● **What is required**: Copy the lines of the items verbatim, from the line containing "[outline] tea plantation" through the last line of the items, including both.

● **Given information**:
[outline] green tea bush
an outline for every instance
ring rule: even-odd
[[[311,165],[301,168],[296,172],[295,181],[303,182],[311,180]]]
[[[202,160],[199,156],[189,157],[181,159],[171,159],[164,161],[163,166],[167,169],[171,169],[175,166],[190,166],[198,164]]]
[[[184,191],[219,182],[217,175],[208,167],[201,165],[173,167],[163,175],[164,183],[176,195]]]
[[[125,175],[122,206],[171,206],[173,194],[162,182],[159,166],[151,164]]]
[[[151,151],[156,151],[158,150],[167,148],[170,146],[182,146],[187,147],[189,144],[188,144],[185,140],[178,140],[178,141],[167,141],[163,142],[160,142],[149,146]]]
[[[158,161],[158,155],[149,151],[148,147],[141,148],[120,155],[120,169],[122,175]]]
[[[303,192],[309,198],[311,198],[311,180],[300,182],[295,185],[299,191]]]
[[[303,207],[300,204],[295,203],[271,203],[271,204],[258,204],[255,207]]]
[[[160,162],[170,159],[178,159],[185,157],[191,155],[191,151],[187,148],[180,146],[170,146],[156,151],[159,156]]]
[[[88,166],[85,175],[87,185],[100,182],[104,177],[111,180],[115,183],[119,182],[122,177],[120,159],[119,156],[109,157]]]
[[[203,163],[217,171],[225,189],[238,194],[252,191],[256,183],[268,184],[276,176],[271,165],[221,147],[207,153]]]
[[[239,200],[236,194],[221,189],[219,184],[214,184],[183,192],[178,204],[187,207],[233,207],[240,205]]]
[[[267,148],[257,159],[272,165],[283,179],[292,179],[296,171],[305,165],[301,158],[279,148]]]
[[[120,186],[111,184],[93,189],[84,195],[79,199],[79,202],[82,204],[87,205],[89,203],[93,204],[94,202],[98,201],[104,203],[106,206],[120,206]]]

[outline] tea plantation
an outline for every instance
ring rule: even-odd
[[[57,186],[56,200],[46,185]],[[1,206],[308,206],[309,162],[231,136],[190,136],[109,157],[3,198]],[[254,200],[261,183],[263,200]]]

● **Written response**:
[outline] tea plantation
an outline for every instance
ring rule: even-odd
[[[57,186],[56,200],[46,185]],[[1,206],[308,206],[309,162],[231,136],[190,136],[109,157],[3,198]],[[254,200],[261,183],[263,200]]]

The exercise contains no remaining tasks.